Given request :: Gather every line below that contains the word "water".

Exercise material ::
☆ ☆ ☆
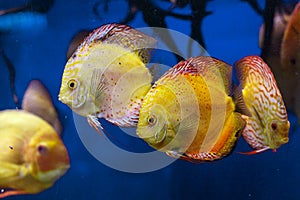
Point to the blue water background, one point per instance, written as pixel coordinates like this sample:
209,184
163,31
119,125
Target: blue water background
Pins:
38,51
☆ ☆ ☆
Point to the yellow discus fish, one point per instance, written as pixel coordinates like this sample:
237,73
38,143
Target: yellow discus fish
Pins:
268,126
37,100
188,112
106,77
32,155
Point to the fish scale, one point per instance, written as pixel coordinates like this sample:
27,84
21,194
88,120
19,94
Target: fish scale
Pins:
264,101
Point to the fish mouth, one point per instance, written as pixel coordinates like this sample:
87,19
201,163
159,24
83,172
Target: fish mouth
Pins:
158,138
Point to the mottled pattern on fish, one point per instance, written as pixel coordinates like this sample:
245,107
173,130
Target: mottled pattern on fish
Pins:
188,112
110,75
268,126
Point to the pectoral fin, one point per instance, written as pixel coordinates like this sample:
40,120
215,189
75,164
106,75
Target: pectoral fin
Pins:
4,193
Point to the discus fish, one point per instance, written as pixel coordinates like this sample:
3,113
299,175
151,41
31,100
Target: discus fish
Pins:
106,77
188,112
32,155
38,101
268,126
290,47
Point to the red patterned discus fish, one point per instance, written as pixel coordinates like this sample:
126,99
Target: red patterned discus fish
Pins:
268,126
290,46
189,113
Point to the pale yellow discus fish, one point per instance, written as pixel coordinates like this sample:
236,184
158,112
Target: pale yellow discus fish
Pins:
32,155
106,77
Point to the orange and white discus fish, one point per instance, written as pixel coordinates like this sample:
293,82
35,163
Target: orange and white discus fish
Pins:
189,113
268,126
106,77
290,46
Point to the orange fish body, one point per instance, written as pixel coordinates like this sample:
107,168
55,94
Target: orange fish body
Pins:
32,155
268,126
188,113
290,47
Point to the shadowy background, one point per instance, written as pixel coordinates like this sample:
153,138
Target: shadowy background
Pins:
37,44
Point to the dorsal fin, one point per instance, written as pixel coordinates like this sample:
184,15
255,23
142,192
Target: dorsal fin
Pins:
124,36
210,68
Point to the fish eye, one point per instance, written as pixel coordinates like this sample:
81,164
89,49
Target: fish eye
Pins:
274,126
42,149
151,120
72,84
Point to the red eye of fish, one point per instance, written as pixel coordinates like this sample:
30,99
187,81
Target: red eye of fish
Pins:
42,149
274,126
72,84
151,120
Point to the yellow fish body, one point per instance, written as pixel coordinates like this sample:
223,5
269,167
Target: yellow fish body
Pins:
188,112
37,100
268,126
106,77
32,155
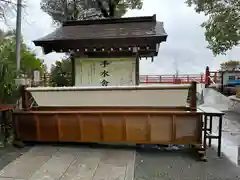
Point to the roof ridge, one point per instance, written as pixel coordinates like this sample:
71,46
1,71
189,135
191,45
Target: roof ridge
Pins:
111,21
☆ ☆ ☆
Task answer ::
Point to the blue water background, one point per instance, written as pixel coordinates like this sample:
Target: blue water background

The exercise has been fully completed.